Supplied records: Begin

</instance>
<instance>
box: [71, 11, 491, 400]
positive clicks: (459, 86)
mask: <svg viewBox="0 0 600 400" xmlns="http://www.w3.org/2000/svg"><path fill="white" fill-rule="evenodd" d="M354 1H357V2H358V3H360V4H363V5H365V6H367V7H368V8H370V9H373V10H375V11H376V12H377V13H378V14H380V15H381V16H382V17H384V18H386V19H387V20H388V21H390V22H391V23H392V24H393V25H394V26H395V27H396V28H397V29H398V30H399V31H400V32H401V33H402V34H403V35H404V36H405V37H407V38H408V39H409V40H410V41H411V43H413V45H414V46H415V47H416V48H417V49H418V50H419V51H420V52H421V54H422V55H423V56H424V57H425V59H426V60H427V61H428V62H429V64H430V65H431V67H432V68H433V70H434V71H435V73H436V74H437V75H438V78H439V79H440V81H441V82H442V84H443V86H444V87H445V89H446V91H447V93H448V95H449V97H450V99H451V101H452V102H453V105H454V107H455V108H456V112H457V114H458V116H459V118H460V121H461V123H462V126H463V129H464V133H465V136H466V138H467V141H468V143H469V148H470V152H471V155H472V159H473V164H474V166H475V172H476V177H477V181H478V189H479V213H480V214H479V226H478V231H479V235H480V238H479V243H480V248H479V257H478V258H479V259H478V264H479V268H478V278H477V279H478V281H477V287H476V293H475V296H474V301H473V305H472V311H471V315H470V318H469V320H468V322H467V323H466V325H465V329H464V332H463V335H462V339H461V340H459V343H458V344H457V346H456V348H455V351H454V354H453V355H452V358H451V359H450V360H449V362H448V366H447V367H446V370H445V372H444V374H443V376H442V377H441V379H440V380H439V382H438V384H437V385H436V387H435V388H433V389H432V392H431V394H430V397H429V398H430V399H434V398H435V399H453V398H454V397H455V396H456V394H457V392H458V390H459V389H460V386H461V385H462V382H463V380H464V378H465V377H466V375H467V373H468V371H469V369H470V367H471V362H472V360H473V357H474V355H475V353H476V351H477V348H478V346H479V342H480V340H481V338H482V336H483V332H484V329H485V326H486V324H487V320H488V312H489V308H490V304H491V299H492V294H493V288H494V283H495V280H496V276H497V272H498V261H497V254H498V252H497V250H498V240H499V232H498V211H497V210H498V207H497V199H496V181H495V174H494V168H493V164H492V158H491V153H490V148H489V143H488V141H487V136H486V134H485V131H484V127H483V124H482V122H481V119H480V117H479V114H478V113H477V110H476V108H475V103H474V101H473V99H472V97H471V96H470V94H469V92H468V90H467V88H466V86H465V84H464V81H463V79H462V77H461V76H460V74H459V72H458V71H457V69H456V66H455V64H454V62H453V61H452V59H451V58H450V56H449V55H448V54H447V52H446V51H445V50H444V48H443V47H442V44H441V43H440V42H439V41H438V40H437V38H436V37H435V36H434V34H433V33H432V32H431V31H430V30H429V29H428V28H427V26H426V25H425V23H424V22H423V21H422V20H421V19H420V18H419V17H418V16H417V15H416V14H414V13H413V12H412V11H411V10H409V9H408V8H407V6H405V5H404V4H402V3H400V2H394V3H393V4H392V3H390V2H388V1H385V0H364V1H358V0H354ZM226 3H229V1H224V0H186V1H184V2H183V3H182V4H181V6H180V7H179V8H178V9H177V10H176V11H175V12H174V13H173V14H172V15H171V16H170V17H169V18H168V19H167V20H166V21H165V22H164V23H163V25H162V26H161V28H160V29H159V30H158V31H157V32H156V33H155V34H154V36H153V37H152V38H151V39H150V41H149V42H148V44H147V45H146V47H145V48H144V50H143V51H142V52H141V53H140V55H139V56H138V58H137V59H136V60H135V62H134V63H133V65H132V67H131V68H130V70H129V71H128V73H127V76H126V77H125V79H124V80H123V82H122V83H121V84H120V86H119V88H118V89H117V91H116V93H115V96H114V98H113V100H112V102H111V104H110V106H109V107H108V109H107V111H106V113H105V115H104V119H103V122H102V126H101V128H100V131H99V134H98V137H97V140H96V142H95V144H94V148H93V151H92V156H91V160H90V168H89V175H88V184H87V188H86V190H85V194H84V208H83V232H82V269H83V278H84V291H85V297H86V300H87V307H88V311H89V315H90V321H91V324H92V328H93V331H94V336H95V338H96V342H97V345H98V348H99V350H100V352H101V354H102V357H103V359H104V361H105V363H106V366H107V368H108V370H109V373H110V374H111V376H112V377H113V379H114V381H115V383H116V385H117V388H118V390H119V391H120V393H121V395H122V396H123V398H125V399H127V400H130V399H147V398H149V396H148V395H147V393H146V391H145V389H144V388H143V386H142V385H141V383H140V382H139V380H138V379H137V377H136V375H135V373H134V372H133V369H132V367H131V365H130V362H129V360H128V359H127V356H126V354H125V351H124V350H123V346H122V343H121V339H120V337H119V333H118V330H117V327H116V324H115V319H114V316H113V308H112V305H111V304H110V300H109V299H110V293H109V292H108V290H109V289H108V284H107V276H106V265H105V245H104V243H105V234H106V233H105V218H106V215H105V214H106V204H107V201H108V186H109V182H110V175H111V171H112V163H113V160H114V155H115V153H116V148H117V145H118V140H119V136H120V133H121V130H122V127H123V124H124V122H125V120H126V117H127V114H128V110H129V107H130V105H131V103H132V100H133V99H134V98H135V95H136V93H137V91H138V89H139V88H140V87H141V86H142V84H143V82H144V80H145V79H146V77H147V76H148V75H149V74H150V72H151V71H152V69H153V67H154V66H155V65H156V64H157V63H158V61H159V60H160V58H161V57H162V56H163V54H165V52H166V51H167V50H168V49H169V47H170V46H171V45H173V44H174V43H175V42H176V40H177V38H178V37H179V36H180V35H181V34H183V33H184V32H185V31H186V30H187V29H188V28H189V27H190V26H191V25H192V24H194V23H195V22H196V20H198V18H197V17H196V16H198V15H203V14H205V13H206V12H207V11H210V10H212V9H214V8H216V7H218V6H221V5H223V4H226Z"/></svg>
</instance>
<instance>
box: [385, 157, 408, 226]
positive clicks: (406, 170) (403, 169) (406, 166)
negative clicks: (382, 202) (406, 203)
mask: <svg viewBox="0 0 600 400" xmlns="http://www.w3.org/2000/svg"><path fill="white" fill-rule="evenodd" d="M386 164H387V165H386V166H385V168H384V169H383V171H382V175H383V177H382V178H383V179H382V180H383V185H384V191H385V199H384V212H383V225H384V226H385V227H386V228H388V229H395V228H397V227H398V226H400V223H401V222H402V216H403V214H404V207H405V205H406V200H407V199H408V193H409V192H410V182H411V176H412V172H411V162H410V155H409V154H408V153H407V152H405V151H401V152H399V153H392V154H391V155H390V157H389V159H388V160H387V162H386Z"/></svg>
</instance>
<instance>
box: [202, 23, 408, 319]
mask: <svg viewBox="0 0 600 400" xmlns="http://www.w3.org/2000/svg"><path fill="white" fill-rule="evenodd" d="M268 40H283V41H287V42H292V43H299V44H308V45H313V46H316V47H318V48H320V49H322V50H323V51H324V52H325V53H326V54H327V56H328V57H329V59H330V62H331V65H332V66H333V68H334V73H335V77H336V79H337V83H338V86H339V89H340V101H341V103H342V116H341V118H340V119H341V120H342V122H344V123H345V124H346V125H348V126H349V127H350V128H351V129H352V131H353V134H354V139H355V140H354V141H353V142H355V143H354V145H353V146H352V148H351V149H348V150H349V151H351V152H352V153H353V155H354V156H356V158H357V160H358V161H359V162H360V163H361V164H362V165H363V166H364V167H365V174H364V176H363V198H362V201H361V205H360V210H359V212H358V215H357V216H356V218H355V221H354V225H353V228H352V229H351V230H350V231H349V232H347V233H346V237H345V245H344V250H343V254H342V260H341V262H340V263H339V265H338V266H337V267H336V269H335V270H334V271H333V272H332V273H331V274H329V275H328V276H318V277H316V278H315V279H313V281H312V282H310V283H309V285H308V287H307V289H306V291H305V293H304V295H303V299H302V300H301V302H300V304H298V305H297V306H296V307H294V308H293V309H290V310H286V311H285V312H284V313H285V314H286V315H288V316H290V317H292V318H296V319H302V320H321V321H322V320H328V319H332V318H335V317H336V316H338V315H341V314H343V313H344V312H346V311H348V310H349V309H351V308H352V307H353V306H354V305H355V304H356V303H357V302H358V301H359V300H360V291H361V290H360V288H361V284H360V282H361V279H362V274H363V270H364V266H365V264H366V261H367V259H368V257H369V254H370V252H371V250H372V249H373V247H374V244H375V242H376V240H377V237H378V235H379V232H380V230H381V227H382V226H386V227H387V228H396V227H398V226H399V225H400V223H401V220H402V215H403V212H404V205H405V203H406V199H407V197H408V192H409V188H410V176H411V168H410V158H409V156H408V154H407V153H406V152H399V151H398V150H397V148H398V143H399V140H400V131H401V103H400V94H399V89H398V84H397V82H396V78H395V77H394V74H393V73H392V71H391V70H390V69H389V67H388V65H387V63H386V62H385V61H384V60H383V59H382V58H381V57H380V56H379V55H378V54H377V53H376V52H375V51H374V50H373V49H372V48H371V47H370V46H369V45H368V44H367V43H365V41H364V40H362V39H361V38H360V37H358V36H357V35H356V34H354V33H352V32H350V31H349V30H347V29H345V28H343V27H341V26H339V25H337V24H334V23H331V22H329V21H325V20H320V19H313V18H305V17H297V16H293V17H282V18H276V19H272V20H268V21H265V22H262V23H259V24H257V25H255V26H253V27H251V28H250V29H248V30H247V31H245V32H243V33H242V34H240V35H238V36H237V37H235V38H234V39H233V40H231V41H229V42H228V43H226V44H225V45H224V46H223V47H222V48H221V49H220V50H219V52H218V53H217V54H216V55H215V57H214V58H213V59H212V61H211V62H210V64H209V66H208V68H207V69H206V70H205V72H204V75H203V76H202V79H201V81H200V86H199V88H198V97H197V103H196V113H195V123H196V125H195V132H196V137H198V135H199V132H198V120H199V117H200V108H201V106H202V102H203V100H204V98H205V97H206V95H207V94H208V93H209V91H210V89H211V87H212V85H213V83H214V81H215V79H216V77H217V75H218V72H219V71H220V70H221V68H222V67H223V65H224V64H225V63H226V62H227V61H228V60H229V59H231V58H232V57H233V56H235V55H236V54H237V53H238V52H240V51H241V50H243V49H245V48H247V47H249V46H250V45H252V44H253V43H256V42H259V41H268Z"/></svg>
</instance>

Supplied records: End

Task prompt —
The answer is the run of lines above from the line containing "box: [385, 157, 408, 226]" through the line containing "positive clicks: (406, 170)", copied exactly and alone.

Solution —
box: [385, 157, 408, 226]
positive clicks: (406, 170) (403, 169) (406, 166)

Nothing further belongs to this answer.